Segment Start: SELECTED EXCERPT

PAUL GREENBERG: Carl was part of a group who legally defined overfishing and helped get the U.S. Congress to pass the 1996 Sustainable Fisheries Act. So after hundreds of years, fish by fish, American waters began slowly starting to recover.


CARL SAFINA: I was shocked that it worked. And we had a massive success on that, and a lot of those fish that were just declining and declining and declining, they stopped declining because the laws changed and the limits changed, and a lot of them are now more abundant than they were when I was a kid.


And no one is promoting the fact that a piece of fish in an American restaurant travels an average of 5,000 miles before you get to take a bite. Up to 90 percent of the fish we eat in this country comes from abroad. Meanwhile, we send about a third of what we catch to other countries.


MAN AT SEAFOOD SHOW: Well, we need a sustainable white fish replacement for grouper, snapper, sea bass, which are really the premium species that tend to be the most overfished. The consumers increasingly get it that aquaculture in a sustainable, fully traceable and actually very low-carbon way to get your protein.


PAUL GREENBERG: [voice-over] One way American catfish farmers have tried to fend off the Asian competition is by making a film like this about fish farming conditions in the Mekong delta in Vietnam.


TED AMES, Maine Center for Coastal Fisheries: The tendency of the growers was to overstock, overfeed, trash the area they were in, infestations of sea lice, and they move on. [crosstalk]


DANIEL PAULY, University of British Columbia: Actually, I think that aquaculture can be an enemy of fisheries. Aquaculture, to sell its product, has to generate a demand for fish in general. And the Midwest has begun to eat fish in a way that it was not eating, consuming fish before.


KURT ODDEKALV: And when I started, the list was like this. And today, the list is like this because the more they try to fight nature, the more nature fights back. And it comes new diseases every year, a whole line of them.


We have an issue with escaped salmon that mixes with the wild. We have an issue with sea lice, which is also affecting the wild salmon. We have the overall pollution. Those are the major issues that I have with salmon farming.


PAUL GREENBERG: The Vosso salmon, which for millennia returned to these home waters, was the biggest of all Atlantic salmon. Now, like many other salmon runs in Norway, there are more escaped farmed fish in this river than wild salmon and the Vosso salmon is threatened with extinction.

Segment End: SELECTED EXCERPT
Segment Start: EXERCISE DATA

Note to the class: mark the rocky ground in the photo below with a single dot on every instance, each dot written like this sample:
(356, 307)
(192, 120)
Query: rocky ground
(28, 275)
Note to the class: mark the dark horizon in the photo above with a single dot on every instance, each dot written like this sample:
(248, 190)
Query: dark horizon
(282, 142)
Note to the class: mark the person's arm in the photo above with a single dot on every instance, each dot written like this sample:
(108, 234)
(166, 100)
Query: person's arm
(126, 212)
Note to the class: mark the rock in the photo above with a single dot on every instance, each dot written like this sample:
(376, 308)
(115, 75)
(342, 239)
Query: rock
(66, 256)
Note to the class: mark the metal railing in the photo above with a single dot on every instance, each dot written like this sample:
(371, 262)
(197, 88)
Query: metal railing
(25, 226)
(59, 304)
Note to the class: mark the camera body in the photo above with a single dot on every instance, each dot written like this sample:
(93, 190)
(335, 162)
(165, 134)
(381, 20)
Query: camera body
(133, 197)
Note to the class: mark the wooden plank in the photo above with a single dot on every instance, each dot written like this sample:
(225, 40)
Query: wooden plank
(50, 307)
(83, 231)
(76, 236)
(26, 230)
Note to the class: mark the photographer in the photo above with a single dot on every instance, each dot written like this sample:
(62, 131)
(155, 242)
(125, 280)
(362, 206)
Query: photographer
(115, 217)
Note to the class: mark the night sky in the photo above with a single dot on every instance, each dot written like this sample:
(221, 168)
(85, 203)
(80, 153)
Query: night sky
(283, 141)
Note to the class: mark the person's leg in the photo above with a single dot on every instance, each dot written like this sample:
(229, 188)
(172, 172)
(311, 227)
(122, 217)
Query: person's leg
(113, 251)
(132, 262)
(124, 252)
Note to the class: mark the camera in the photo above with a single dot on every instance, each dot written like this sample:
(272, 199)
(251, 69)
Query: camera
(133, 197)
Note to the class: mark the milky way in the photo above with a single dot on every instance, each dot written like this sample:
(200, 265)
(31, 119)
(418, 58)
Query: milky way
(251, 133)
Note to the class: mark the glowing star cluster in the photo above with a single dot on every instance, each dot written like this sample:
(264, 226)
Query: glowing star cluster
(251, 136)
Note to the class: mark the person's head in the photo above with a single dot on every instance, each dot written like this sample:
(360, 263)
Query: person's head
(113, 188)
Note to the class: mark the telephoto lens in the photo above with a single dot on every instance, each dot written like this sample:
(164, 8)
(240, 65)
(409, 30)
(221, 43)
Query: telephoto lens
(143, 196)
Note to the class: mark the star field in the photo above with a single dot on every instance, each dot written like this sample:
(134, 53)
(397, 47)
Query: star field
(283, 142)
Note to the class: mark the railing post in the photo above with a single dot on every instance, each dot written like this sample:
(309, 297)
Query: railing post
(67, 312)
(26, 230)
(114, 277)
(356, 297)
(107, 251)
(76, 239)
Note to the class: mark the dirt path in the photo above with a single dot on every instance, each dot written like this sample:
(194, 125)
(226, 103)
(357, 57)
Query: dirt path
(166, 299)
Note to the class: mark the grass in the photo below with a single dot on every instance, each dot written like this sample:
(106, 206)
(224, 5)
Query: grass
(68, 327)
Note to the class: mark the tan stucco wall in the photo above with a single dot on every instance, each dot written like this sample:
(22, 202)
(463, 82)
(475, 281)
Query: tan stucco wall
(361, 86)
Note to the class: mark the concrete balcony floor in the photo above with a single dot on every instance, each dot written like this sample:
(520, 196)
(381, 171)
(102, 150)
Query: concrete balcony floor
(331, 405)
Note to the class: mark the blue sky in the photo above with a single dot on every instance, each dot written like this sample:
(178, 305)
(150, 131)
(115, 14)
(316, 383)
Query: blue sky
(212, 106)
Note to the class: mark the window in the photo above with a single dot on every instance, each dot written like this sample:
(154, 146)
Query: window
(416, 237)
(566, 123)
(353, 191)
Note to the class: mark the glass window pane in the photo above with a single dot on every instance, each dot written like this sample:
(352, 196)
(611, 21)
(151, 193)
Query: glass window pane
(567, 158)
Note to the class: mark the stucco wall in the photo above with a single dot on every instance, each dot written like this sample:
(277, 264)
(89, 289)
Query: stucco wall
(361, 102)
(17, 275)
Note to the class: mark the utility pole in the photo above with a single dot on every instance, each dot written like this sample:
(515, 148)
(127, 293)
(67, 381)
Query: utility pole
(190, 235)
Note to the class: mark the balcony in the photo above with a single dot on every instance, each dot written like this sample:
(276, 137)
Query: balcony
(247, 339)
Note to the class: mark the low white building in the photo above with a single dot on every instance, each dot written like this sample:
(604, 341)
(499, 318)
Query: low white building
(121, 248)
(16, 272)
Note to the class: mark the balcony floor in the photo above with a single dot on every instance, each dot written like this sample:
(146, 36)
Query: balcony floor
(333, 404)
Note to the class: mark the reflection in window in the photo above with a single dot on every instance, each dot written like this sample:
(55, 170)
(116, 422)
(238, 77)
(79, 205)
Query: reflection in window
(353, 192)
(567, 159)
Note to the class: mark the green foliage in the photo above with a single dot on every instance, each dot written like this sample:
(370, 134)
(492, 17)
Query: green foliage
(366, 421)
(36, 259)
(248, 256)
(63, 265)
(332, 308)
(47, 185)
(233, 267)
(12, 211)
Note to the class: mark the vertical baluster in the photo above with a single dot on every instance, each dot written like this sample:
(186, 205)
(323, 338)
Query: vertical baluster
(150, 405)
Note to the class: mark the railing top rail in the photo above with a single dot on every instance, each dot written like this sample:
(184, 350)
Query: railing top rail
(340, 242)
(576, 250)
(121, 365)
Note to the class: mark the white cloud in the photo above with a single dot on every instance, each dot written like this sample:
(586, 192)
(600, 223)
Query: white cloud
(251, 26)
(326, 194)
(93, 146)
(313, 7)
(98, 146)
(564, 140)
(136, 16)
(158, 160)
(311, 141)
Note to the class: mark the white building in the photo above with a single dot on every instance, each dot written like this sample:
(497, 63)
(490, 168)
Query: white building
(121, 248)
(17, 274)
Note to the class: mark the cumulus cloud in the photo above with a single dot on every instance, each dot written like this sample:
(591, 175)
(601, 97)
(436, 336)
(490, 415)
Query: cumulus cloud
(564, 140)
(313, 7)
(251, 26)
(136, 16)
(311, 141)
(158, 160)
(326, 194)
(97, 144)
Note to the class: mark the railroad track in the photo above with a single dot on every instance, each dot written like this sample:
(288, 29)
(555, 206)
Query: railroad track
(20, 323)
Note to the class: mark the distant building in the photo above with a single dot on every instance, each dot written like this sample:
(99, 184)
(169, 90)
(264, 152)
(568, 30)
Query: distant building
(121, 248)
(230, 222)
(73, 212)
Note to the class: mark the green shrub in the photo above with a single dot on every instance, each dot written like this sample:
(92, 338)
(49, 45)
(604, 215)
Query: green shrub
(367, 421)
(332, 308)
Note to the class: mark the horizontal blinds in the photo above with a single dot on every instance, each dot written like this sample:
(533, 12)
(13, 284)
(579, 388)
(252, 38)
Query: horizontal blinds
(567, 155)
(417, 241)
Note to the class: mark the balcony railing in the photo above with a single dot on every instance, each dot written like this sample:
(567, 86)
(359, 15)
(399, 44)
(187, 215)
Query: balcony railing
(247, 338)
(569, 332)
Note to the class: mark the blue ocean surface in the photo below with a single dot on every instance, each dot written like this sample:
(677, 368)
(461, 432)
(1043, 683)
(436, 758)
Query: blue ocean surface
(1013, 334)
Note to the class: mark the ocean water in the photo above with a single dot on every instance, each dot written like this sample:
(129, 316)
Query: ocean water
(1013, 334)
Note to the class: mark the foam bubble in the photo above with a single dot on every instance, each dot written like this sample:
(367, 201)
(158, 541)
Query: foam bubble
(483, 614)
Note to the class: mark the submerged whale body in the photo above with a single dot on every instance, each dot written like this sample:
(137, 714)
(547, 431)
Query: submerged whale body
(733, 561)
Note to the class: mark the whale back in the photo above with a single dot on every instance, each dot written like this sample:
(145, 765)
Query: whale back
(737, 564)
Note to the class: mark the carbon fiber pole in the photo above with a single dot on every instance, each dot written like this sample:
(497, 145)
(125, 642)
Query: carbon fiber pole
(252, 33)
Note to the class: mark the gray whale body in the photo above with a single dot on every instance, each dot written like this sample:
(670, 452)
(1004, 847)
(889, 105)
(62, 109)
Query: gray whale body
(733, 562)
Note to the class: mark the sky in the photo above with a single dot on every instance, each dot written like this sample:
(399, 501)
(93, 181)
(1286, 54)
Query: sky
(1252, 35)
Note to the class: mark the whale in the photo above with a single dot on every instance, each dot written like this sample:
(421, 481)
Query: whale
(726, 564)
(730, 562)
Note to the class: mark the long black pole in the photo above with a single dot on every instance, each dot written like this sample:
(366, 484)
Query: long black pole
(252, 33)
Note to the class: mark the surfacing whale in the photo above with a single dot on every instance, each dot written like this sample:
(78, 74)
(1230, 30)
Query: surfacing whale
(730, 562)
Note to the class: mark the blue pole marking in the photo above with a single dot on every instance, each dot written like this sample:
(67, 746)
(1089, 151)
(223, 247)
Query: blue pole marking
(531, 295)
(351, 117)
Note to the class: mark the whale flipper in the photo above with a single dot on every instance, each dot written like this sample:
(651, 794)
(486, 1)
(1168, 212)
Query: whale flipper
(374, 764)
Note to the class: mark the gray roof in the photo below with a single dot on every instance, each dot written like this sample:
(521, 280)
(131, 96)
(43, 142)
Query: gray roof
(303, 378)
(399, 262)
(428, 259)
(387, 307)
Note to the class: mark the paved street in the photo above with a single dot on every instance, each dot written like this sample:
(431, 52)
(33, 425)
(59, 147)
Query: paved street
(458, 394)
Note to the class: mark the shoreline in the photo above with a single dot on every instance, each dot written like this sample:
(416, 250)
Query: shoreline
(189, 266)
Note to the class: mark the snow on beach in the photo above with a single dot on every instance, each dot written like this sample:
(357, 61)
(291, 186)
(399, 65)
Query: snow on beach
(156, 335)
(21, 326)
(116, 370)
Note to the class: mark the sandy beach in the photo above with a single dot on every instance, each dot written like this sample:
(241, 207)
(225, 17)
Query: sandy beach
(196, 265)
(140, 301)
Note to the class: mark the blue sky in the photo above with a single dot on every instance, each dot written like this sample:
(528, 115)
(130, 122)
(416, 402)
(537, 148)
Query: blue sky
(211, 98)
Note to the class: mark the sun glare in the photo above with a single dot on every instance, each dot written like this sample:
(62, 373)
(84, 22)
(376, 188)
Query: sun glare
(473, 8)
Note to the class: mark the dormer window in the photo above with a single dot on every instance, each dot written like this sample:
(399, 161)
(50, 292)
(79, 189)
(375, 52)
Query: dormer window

Segment End: EXERCISE DATA

# [SET OF TASKS]
**A.** According to the fisheries transcript, how far does a piece of fish in an American restaurant travel on average?
**B.** List every speaker identified by name in the fisheries transcript.
**C.** Translate this sentence from the fisheries transcript into Spanish: "Up to 90 percent of the fish we eat in this country comes from abroad."
The material comes from a different source than the fisheries transcript.

# [ANSWERS BY TASK]
**A.** An average of 5,000 miles.

**B.** Paul Greenberg, Carl Safina, Ted Ames, Daniel Pauly, Kurt Oddekalv

**C.** Hasta el 90 por ciento del pescado que comemos en este país proviene del extranjero.